***** Entries supplied *****

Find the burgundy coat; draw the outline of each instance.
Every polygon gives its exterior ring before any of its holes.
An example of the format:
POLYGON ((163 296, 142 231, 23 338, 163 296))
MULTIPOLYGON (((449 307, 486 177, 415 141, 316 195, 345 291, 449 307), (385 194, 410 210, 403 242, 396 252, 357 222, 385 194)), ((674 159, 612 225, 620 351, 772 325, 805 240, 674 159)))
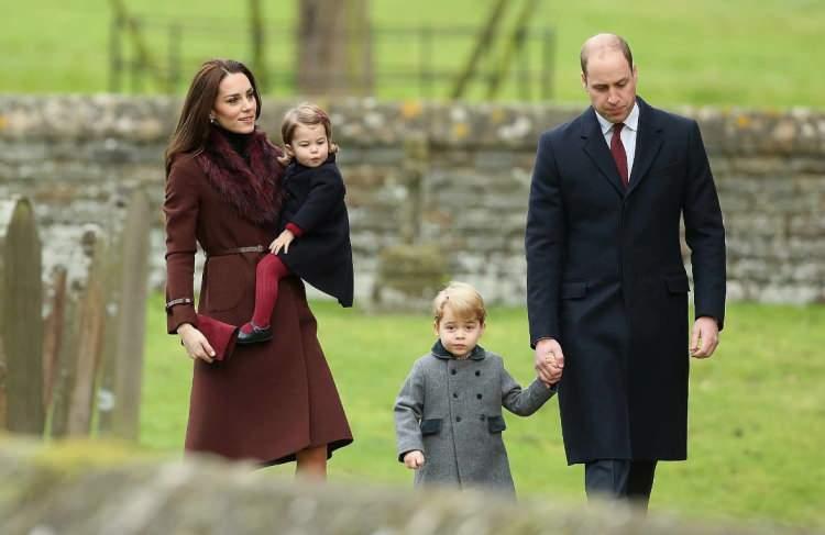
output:
MULTIPOLYGON (((256 134, 251 168, 220 136, 212 151, 183 155, 166 180, 166 300, 188 300, 167 310, 168 332, 197 326, 193 303, 196 241, 207 253, 198 312, 241 325, 252 316, 255 265, 261 253, 212 255, 265 246, 274 237, 282 168, 276 148, 256 134), (264 176, 266 175, 266 176, 264 176)), ((264 464, 295 459, 295 453, 327 444, 328 455, 352 442, 346 416, 316 334, 304 285, 280 281, 270 342, 237 346, 222 363, 197 360, 186 449, 264 464)))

*****

## What you should do:
Every record above must be given again exactly; drop the pictures.

## Answer:
Find the burgundy coat; draw the outline of each instance.
Every polygon gives its exterior ring before any of its holes.
An example of the format:
POLYGON ((163 296, 142 231, 23 338, 163 296))
MULTIPOLYGON (((449 307, 486 177, 415 141, 316 195, 345 291, 449 307), (385 194, 410 210, 403 242, 396 252, 357 222, 385 194)), ((674 159, 612 225, 620 351, 772 325, 805 240, 674 159)))
output:
MULTIPOLYGON (((256 134, 251 168, 220 136, 212 151, 183 155, 166 180, 166 300, 188 300, 167 310, 168 332, 197 326, 193 303, 196 241, 207 253, 198 312, 241 325, 252 316, 255 265, 261 253, 212 255, 265 246, 274 237, 282 168, 276 148, 256 134), (264 176, 266 175, 266 176, 264 176)), ((264 464, 295 459, 295 453, 327 444, 328 455, 352 442, 346 416, 316 334, 304 285, 280 281, 270 342, 237 346, 222 363, 197 360, 186 449, 264 464)))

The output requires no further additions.